▶ _EXERCISE TASKS_:
1. Please quote the olive post word for word, between "I marinaded the" and "with the result.", inclusive.
2. Write the next part of the olive post, picking up after its final sentence.

▶ _PASSAGE SHOWN_:
-- Opening Marker --

Olives – we love eating the things!
I picked mine October onwards. I have 3 cultivar olive trees. They have not been pruned or cared for in years – so have grown very large and unkempt. Their height makes picking olives for eating very difficult. I was only able to pick olives of the shortest one. This with the aid of a ladder.
Over the season I picked 3 kilogrammes of olives from the one tree. The olives on all three trees were heavily infected by the Mediterranean fruit fly. They lay their eggs in the olives and their larvae then eat the olive from the inside. This year I must do something to thwart them. Since I don’t want to spray with pesticides, I think my options are limited to clay coating the olives. I have read that kaolin clay is the clay to use but I think any other fine clay would be suitable. The other option is to use fly traps around the trees.
I marinaded the olives following an italian receipe which I found on the internet. I had to substitute the dill with wild thyme as I didn’t have any. I do have a lot wild thyme here so there’s always a wild time to be had . I never knew about wild thyme until one swedish neighbour introduced me to it. She is a very knowledgeable gardener. For my first attempt I have to say I am very pleased with the result.

-- Closing Marker --

▶ _INPUT DATA_:
-- Opening Marker --

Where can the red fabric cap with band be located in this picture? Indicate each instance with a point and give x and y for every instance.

-- Closing Marker --

▶ _OUTPUTS IN ORDER_:
1.
I marinaded the olives following an italian receipe which I found on the internet. I had to substitute the dill with wild thyme as I didn’t have any. I do have a lot wild thyme here so there’s always a wild time to be had . I never knew about wild thyme until one swedish neighbour introduced me to it. She is a very knowledgeable gardener. For my first attempt I have to say I am very pleased with the result.

2.
These olives are certain very edible and I have eaten my way through half of them.
I have a lot of wild olives trees. They produced either no olives or very miniscule ones. I however had one wild olive tree produce half decent olives. They are about half the size of the cultivar variety and while not having much flesh on them are still worth the chew with drinks.
Today I attempted cleft grafting a wild olive tree. We’ll have to wait a few weeks to see if it’s successful or not. I have read up on and am still learning the different techniques used to graft trees from articles on the internet. I have my grafting compound and grafting tape and am definitely raring to go come spring!